REQUIREMENTS -> Set out each line of the listing below as a numbered list, and leave out any blank lines.

ENTRIES PROVIDED ->
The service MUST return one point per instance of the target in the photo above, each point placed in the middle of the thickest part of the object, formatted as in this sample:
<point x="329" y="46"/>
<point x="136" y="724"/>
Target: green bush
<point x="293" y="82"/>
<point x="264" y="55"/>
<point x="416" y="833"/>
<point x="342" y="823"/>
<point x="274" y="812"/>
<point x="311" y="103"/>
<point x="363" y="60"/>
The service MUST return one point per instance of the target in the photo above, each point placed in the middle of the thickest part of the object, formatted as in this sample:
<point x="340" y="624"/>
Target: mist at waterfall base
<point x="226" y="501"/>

OUTPUT ->
1. The service MUST return one point per instance of the target in the photo above, each point placed in the middle of the thickest part of the object, formatted as in this sample:
2. <point x="329" y="46"/>
3. <point x="136" y="724"/>
4. Target: green bush
5. <point x="293" y="82"/>
6. <point x="264" y="55"/>
7. <point x="416" y="833"/>
8. <point x="342" y="823"/>
9. <point x="274" y="812"/>
10. <point x="311" y="103"/>
11. <point x="363" y="60"/>
12. The service MUST return one point per instance of the target in the photo above, each point placed in the middle of the thickest part of the object, formatted as in this sample:
13. <point x="340" y="624"/>
14. Target: mist at waterfall base
15. <point x="226" y="501"/>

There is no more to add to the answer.